▸ **Image-grounded pointing data**
· · · · · · ·
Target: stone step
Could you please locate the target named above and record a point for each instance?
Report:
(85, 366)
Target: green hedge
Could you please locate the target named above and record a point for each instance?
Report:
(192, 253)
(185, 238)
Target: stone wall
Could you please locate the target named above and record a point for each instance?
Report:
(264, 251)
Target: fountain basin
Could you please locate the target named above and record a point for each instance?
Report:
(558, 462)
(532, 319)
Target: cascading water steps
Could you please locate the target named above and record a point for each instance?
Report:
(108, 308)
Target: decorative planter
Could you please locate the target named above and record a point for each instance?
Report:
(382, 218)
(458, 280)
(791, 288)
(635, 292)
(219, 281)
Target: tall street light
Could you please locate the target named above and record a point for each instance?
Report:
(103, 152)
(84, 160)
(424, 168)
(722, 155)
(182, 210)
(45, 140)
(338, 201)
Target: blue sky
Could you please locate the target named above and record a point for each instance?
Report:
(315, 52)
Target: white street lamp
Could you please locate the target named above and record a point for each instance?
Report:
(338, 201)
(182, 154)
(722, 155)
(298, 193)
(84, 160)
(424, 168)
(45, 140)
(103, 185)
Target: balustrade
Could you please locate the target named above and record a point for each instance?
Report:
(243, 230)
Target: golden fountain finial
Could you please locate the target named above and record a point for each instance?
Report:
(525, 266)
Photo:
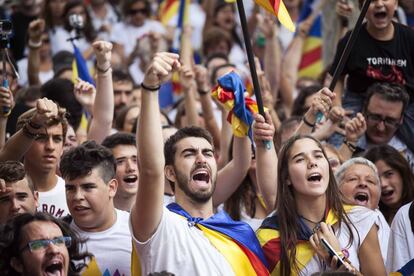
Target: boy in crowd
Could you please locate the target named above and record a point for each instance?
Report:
(17, 195)
(89, 173)
(124, 148)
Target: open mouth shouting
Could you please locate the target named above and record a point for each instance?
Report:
(387, 195)
(54, 268)
(314, 177)
(201, 177)
(361, 198)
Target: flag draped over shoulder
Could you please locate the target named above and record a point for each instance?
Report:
(230, 92)
(278, 8)
(311, 64)
(235, 240)
(80, 68)
(269, 238)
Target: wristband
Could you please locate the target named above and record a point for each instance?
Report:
(345, 252)
(103, 71)
(33, 45)
(152, 89)
(202, 92)
(307, 122)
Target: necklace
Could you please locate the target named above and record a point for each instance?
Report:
(314, 222)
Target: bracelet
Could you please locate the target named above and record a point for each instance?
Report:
(33, 45)
(103, 71)
(27, 133)
(202, 92)
(345, 252)
(34, 125)
(6, 114)
(307, 122)
(351, 146)
(153, 89)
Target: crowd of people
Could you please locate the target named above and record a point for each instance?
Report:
(141, 170)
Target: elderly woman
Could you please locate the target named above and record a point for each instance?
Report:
(359, 182)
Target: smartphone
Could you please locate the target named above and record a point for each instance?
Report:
(332, 253)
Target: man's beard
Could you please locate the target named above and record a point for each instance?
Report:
(198, 196)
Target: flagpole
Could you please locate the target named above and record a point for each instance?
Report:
(347, 51)
(252, 65)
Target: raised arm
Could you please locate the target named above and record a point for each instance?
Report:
(266, 160)
(231, 176)
(103, 108)
(35, 30)
(20, 142)
(203, 89)
(369, 255)
(147, 211)
(6, 101)
(291, 62)
(354, 129)
(272, 55)
(322, 103)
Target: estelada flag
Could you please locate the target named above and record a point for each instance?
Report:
(230, 92)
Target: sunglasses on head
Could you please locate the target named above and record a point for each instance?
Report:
(135, 11)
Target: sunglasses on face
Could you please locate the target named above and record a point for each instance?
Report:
(40, 245)
(388, 121)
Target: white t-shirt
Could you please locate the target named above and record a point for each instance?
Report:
(181, 249)
(54, 200)
(383, 233)
(127, 34)
(112, 248)
(401, 243)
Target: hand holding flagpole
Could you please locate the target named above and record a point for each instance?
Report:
(347, 51)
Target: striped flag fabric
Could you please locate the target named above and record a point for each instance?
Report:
(230, 92)
(278, 8)
(235, 240)
(311, 64)
(79, 67)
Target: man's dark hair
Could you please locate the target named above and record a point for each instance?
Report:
(170, 148)
(119, 138)
(12, 171)
(11, 234)
(121, 75)
(213, 36)
(391, 92)
(81, 160)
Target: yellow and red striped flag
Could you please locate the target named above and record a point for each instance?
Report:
(278, 8)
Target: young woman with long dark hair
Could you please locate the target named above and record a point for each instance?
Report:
(397, 179)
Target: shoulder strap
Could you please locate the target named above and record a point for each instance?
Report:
(411, 215)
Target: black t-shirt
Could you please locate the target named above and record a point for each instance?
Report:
(373, 60)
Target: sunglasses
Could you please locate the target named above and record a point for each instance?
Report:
(376, 119)
(135, 11)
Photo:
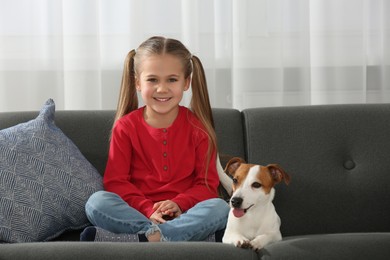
· · · · · · ·
▸ **ASSIGNMENT**
The expected answer is every line in the data above that carries the string "flagpole".

▸ **RESULT**
Target: flagpole
Target: hand holding flagpole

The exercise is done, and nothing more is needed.